*** DATASET ENTRIES

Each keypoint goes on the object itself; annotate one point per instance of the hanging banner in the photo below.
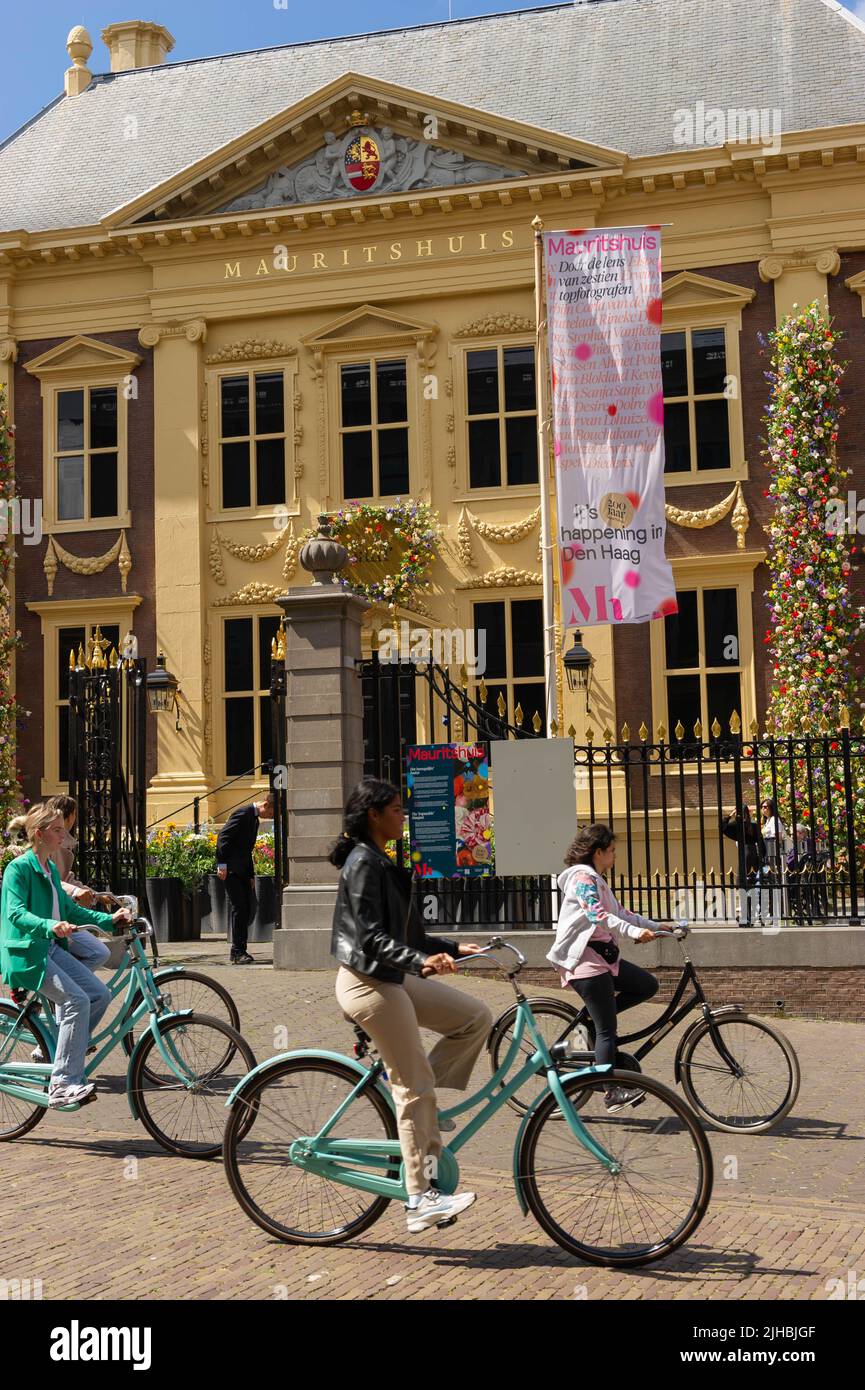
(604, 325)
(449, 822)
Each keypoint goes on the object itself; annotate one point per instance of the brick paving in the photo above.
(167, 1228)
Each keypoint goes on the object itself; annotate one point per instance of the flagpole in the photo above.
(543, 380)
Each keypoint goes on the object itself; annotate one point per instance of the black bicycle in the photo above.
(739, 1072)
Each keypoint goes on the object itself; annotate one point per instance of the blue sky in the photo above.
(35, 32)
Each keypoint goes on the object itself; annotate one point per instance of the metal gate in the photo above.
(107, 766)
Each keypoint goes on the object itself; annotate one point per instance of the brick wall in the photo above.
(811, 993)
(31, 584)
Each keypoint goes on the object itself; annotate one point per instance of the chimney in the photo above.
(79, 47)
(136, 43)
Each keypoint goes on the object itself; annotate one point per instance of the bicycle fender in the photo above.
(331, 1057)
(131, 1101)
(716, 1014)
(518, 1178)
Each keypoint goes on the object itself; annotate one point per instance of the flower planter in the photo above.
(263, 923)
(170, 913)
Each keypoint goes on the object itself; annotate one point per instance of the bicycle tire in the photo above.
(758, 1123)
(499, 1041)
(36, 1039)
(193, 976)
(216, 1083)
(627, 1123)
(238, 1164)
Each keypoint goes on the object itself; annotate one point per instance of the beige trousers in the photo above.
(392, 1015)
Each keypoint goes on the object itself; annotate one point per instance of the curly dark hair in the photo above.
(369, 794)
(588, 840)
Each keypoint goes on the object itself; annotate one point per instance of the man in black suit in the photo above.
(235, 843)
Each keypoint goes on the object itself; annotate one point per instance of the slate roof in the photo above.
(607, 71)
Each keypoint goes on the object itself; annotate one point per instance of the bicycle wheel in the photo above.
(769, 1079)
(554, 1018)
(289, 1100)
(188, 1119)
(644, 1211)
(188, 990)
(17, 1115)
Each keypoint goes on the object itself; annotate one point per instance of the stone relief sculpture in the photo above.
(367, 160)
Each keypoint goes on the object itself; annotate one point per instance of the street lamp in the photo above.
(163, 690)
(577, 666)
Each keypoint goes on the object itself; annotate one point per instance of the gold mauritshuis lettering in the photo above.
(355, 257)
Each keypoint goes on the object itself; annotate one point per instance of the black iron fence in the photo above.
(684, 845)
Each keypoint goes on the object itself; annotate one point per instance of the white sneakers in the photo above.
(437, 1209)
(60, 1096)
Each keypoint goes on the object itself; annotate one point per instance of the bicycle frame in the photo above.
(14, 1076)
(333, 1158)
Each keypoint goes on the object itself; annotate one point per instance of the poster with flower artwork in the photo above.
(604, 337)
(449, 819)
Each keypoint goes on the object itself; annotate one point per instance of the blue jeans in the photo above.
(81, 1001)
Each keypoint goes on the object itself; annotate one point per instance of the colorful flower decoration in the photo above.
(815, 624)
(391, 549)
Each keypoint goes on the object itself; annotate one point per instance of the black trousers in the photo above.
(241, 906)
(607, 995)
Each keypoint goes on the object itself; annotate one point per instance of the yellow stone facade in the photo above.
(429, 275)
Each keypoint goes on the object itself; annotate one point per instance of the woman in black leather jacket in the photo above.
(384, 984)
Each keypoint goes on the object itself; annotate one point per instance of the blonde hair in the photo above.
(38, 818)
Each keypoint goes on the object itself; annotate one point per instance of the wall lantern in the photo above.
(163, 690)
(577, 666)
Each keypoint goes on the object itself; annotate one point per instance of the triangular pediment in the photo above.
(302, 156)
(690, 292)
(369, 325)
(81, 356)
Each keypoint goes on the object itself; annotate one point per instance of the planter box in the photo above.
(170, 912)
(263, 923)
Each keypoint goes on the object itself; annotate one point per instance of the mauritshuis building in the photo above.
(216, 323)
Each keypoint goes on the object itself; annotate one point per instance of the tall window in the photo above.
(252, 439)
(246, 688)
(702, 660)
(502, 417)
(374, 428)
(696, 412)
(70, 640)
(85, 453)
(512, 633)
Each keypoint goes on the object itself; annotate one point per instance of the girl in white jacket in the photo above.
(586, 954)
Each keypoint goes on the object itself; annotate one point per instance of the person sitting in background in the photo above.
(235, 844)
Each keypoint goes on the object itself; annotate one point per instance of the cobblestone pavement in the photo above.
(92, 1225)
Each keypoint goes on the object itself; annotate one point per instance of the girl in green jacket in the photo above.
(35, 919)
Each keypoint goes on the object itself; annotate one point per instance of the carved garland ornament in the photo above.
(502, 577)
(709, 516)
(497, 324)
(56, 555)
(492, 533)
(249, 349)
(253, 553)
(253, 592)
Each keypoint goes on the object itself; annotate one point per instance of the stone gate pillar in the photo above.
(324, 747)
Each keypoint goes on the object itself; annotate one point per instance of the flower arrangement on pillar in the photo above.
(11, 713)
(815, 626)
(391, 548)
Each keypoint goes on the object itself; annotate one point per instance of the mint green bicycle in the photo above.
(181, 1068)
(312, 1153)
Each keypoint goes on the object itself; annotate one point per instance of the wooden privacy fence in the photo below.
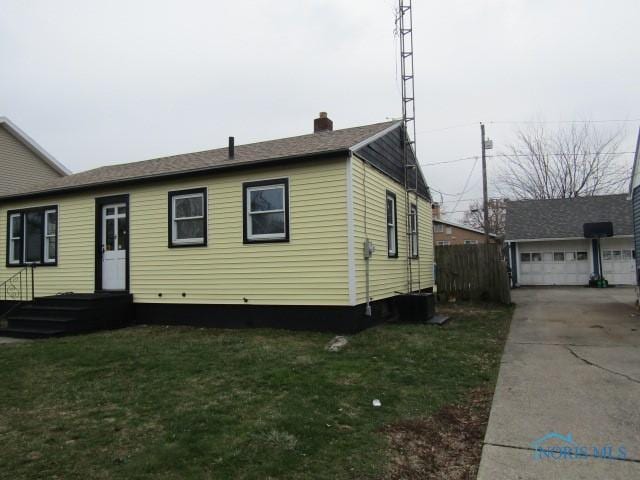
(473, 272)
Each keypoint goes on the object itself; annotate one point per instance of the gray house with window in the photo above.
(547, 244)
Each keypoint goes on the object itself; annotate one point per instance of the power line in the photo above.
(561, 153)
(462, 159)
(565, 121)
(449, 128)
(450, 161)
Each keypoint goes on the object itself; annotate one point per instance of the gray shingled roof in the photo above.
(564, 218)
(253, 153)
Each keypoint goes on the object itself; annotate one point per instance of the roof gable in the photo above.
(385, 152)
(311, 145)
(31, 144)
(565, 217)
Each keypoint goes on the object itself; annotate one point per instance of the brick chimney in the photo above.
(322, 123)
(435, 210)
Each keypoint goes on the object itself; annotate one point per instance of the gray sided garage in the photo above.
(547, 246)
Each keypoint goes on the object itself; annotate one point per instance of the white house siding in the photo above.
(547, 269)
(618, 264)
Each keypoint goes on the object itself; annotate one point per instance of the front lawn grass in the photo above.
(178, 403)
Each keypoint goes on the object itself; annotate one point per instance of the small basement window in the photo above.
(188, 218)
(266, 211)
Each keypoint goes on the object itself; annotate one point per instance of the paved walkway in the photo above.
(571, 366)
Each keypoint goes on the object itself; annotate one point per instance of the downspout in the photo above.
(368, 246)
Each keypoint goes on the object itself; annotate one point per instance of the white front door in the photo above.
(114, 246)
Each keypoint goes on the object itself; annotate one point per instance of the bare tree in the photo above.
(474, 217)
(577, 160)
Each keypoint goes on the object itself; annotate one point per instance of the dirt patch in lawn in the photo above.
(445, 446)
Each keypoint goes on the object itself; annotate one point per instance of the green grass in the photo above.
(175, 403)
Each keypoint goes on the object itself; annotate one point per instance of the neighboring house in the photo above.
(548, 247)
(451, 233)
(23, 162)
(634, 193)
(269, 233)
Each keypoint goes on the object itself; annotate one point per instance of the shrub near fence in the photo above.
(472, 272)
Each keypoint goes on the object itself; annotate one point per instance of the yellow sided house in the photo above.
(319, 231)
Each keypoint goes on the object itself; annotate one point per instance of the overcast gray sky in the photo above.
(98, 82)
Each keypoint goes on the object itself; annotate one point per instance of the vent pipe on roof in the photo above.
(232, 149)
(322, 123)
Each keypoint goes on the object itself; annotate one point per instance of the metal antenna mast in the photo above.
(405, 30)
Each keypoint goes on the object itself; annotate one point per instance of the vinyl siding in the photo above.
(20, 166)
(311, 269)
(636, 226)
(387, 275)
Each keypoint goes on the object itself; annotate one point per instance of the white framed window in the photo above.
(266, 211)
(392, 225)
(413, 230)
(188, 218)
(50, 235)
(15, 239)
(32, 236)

******

### AIM
Starting with the line that contains "walkway in the photo above." and going on through the end of the records, write out every line again. Multiply each point coordinate by 0.35 and round it to a whole number, with halves rounding up.

### EXERCISE ANSWER
Each keypoint goes on the object itself; annotate one point per instance of the paved walkway in the photo above.
(200, 128)
Each keypoint goes on the object itself; annotate one point per instance of the downspout in the photo above.
(129, 86)
Each keypoint goes on the object itself; annotate one point per instance of the white front door in the photo above.
(40, 86)
Each keypoint goes on the object itself; annotate one point per instance of the bare tree in the photo above.
(166, 76)
(202, 56)
Each keypoint goes on the object itself; annotate one point per instance of the dirt patch in lawn in the photo above.
(156, 156)
Each keypoint goes on the object itself; annotate one point per instance of the green grass in the photo above.
(61, 141)
Each keypoint goes on the object itself; annotate one point per instance of the neighboring house in the photo above.
(192, 86)
(158, 82)
(8, 57)
(222, 68)
(94, 82)
Each keypoint goes on the object itself; annotate one point per instance of the shrub near fence in the photo above.
(165, 95)
Each keypoint goes on the object itself; annotate one point per instance of the yellow sided house in the photo above.
(112, 81)
Each keypoint goes on the object itself; annotate one point per instance of the overcast gray sky in the photo above.
(34, 29)
Each keypoint goes on the object itself; annotate one point per instance of the vent pipe on roof in the photo above.
(81, 52)
(113, 43)
Each keypoint goes on the object itself; annotate one point per instance of the metal antenna mast in the photo above.
(142, 11)
Each keypoint goes on the object itself; annotate one point per instance of the vinyl siding in the photo above.
(7, 58)
(109, 94)
(223, 79)
(135, 96)
Each keypoint goes on the object itself; annotate one point per instance of the white framed window in the photo above.
(93, 74)
(137, 79)
(145, 81)
(66, 76)
(18, 82)
(5, 84)
(11, 83)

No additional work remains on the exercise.